Stored dataset entries:
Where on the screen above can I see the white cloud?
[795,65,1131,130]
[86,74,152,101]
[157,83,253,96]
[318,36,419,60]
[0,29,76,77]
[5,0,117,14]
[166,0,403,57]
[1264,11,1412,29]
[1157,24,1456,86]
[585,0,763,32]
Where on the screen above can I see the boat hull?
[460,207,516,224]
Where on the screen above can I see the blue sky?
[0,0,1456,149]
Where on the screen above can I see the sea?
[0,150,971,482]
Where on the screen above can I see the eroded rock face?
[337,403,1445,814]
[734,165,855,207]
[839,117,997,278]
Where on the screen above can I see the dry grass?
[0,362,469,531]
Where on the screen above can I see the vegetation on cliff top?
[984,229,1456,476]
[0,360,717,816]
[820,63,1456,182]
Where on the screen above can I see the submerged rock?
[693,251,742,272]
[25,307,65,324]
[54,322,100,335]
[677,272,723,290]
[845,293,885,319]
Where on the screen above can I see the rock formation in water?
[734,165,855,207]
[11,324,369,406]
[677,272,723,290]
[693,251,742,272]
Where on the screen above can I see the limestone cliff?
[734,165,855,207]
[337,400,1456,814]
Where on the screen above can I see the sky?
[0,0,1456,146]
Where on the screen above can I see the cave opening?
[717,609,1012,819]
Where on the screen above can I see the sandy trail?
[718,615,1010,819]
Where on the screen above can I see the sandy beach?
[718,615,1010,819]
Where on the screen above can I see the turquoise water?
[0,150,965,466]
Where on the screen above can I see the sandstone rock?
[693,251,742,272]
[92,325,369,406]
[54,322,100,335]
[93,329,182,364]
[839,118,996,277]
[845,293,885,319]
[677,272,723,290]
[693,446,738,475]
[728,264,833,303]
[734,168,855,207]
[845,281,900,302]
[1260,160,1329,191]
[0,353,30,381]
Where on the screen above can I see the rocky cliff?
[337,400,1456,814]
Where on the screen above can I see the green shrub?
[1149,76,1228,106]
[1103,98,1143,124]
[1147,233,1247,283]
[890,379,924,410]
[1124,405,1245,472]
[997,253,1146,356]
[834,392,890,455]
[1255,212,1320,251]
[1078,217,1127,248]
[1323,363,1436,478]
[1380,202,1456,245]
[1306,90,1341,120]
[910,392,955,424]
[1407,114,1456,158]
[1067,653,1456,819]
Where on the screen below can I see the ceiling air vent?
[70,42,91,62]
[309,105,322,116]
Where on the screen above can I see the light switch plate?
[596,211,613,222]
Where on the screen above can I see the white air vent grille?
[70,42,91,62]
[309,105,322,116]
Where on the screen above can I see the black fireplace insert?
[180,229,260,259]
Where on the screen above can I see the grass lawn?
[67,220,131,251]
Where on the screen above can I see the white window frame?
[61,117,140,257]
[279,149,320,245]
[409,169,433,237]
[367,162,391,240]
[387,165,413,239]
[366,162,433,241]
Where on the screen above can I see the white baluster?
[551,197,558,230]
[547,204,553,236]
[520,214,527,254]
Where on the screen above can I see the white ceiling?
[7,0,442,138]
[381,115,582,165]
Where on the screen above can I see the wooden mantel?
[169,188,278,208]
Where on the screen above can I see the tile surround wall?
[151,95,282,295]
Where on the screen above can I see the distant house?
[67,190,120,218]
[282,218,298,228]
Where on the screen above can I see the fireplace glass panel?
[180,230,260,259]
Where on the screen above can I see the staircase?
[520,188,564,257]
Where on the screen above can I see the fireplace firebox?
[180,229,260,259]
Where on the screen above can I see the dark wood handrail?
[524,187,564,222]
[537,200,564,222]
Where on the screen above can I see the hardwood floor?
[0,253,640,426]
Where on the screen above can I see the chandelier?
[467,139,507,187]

> _Task directions_
Repeat every entry above verbatim, with no changes.

> _Finished exercise_
Where on the screen above can I see the white cloud?
[795,65,1131,130]
[86,74,152,101]
[157,83,253,96]
[318,36,419,60]
[0,29,76,77]
[5,0,117,14]
[166,0,403,57]
[1264,11,1412,29]
[1157,24,1456,86]
[585,0,763,32]
Where on the screen above can I see the boat hull?
[460,207,516,224]
Where on the screen above can I see the blue sky?
[0,0,1456,149]
Where on the screen above can I see the sea?
[0,150,971,482]
Where on the screen above can I see the eroded rock face?
[337,403,1445,814]
[734,165,855,207]
[839,117,997,278]
Where on the screen above can I see the dry grass?
[0,362,469,531]
Where on the screen above can I see the vegetation on cliff top?
[984,229,1456,476]
[0,360,717,816]
[820,63,1456,182]
Where on the screen above can I see the submerged rock?
[693,251,742,272]
[25,307,65,324]
[54,322,100,335]
[677,272,723,290]
[845,293,885,319]
Where on the screen above can I see the rock formation in water?
[734,165,855,207]
[11,324,369,406]
[677,272,723,290]
[693,251,742,272]
Where on the screen above can I see the limestone cliff?
[734,165,855,207]
[337,400,1456,814]
Where on the screen above can I see the sky?
[0,0,1456,146]
Where on the screen above can I see the cave opening?
[717,609,1012,819]
Where on the screen above can I see the sandy trail?
[718,615,1010,819]
Where on the screen above can I see the sandy beach?
[718,615,1010,819]
Where on the screen above can I see the turquoise water?
[0,150,965,466]
Where on the screen above can I see the sandstone rock?
[693,251,742,272]
[92,325,369,406]
[54,322,100,335]
[93,329,182,364]
[839,118,996,277]
[845,293,885,319]
[677,272,723,290]
[693,446,738,475]
[728,264,833,303]
[734,168,855,207]
[845,281,900,302]
[1260,160,1329,191]
[0,353,30,381]
Where on the screen above can I see the rocky cliff?
[337,400,1456,814]
Where on the screen above can I see the green shrub?
[1149,76,1228,106]
[1103,98,1143,124]
[1147,233,1247,283]
[890,379,924,410]
[1124,405,1245,472]
[997,253,1146,356]
[834,392,890,455]
[1255,212,1320,251]
[1078,217,1127,248]
[1323,363,1436,478]
[1380,202,1456,245]
[1306,90,1341,120]
[910,392,955,424]
[1407,114,1456,158]
[1067,653,1456,819]
Where on the screen below can I see the ceiling air vent?
[70,42,91,62]
[309,105,322,116]
Where on the screen above can I see the light switch plate?
[596,211,613,222]
Where on the screen above can I see the white air vent grille?
[70,42,91,62]
[309,105,322,116]
Where on the screen above can I see the black fireplace insert?
[180,229,260,259]
Where on the screen above can I see the grass lawn?
[67,220,131,251]
Where on the screen above can I see the white window frame?
[61,117,140,257]
[279,149,320,245]
[409,169,433,237]
[367,162,391,240]
[387,165,413,239]
[366,162,433,241]
Where on the screen above can I see the white baluster?
[551,197,558,230]
[547,204,553,236]
[520,214,527,254]
Where on the screen above can I see the white ceiling?
[7,0,442,138]
[381,115,582,165]
Where on the screen above can I see the wooden mantel?
[169,188,278,208]
Where on the screen above can I see the tile surround wall?
[151,95,282,295]
Where on the screen above can I see the distant house?
[67,190,120,218]
[282,218,298,228]
Where on the screen above can I see the fireplace glass panel?
[180,230,260,259]
Where on the screen above can I see the staircase?
[520,188,564,257]
Where on the screen above can I see the fireplace firebox?
[180,229,260,259]
Where on the screen above can I see the dark wood handrail?
[524,187,564,222]
[537,200,564,222]
Where on the screen above can I see the hardwood floor?
[0,253,640,426]
Where on the screen above can I see the chandelier?
[467,139,507,187]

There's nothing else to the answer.